- [Things to do]
**1.** List every EURGBP price level the Brexit trade talks article cites in its technical analysis.
**2.** From the Brexit trade talks article, extract the passage starting with "From a technical" and going on through "yearly S1 at .87.", without changing a word.

- [Passage shown]
● ● ● ● ● ● ●

PM Rejoins Trade Talks
With the UK and Eurozone member nations now moving swiftly out of lockdown, focus has begun to shift way from the battle against the virus and onto other fundamental matters. Among these, Brexit trade talks have returned to the limelight as both sides step up their calls for a deal to be done within the current schedule (December 31st deadline). For his part, UK PM Boris Johnson has reiterated his warning that the UK is prepared to walk away from talks if a deal is not agreed in time and, despite the loss of negotiations time due to the COVID-19 crisis, has warned that he will not be extending the deadline.
The PM this week conducted video-link meetings with EU Commission President Ursula von der Leyen as part of a new push to restore momentum into negotiations. On the back of these meetings, the UK PM told reporters he felt there was a “very good chance” of completing a deal within the current timeframe. Johnson went onto say that he also believed such a deal could be “done in July” as both sides agreed to ramp up the intensity of the talks.
Johnson had previously warned, in a mandate issued before the COVID-19 crisis struck, that unless a robust outline for a deal was agreed in June, due to be approved in September, the UK would walk away early. However, it appears that the PM has at least moderate his stance to some extent in light of the huge disruption caused by the virus outbreak.
In a joint statement issued after the meetings, the two leaders noted both the UK and the EU: “welcomed the constructive discussions on the future relationship that had taken place”. The statement added that “The parties agreed nevertheless that new momentum was required.”
Commenting on the talks, Johnson was forthright in his call for talks to be concluded as early as possible. When question over a cut-off date for the talks, Johnson said: “I certainly don’t want to see it going on until the Autumn/Winter as I think perhaps in Brussels they would like. I don’t see any point in that so let’s get it done.”
Need For A Deal Rising
The need for a mutually beneficial trade deal to be agreed has grown for both sides in the wake of the COVID-19 crisis. Both economies are facing the worst recession in living history as EU trade tensions with the US continue to show no sign of improving, a further trade standoff with the UK could be very damaging. Similarly for the UK, as the country starts to look ahead to the post-lockdown recovery, the risk of any further economic pain as a result of a tariff war with the EU would make the economy even more vulnerable.
EURGBP (Bullish above .8911)
From a technical viewpoint. EURGBP continues to consolidate just below the .90 level supported by the rising trend line from 2020 lows and the monthly pivot at .8911. While this level holds, near term bias remains bullish with the yearly pivot at .9097 the next upside objective. With momentum studies flagging bearish divergence, however downside risks are growing and a break of the .8861 support would open the way for a test of the yearly S1 at .87.

● ● ● ● ● ● ●

Dataset entries:
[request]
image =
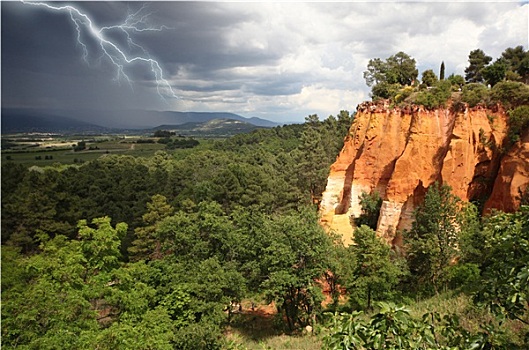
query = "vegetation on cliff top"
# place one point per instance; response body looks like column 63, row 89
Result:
column 502, row 81
column 162, row 252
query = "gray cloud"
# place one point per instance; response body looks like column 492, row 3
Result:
column 277, row 60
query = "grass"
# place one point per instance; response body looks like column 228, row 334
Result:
column 59, row 150
column 258, row 329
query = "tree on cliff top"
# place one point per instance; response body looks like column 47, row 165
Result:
column 385, row 76
column 477, row 60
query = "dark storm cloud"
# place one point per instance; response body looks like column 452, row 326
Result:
column 257, row 58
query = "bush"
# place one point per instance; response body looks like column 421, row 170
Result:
column 518, row 122
column 436, row 97
column 510, row 94
column 474, row 94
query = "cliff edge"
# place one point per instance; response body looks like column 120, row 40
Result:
column 400, row 152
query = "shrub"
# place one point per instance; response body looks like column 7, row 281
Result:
column 518, row 122
column 474, row 94
column 511, row 94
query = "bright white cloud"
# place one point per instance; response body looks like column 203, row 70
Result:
column 286, row 60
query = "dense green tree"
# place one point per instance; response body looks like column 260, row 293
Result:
column 429, row 78
column 295, row 257
column 495, row 72
column 432, row 241
column 457, row 81
column 147, row 245
column 511, row 94
column 376, row 273
column 518, row 123
column 474, row 94
column 402, row 69
column 514, row 57
column 386, row 77
column 311, row 152
column 505, row 264
column 477, row 60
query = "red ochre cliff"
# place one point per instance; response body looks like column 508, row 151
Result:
column 400, row 152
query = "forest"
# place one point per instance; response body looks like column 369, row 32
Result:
column 177, row 249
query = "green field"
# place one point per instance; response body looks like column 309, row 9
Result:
column 32, row 150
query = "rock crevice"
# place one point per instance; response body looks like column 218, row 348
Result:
column 400, row 152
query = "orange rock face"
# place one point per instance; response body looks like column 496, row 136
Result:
column 401, row 152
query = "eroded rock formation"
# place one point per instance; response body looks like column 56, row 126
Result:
column 401, row 152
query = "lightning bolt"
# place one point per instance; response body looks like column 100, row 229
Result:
column 117, row 55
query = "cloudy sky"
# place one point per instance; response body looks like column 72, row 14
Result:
column 281, row 60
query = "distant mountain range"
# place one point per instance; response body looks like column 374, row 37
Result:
column 83, row 121
column 214, row 127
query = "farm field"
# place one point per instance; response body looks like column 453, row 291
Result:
column 45, row 150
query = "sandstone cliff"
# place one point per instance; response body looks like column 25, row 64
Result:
column 401, row 152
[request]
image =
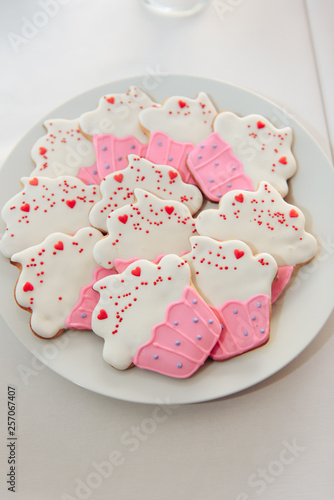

● ● ● ● ● ● ●

- [Answer set]
**1.** .90, .8911, .9097, .8861, .87

**2.**
From a technical viewpoint. EURGBP continues to consolidate just below the .90 level supported by the rising trend line from 2020 lows and the monthly pivot at .8911. While this level holds, near term bias remains bullish with the yearly pivot at .9097 the next upside objective. With momentum studies flagging bearish divergence, however downside risks are growing and a break of the .8861 support would open the way for a test of the yearly S1 at .87.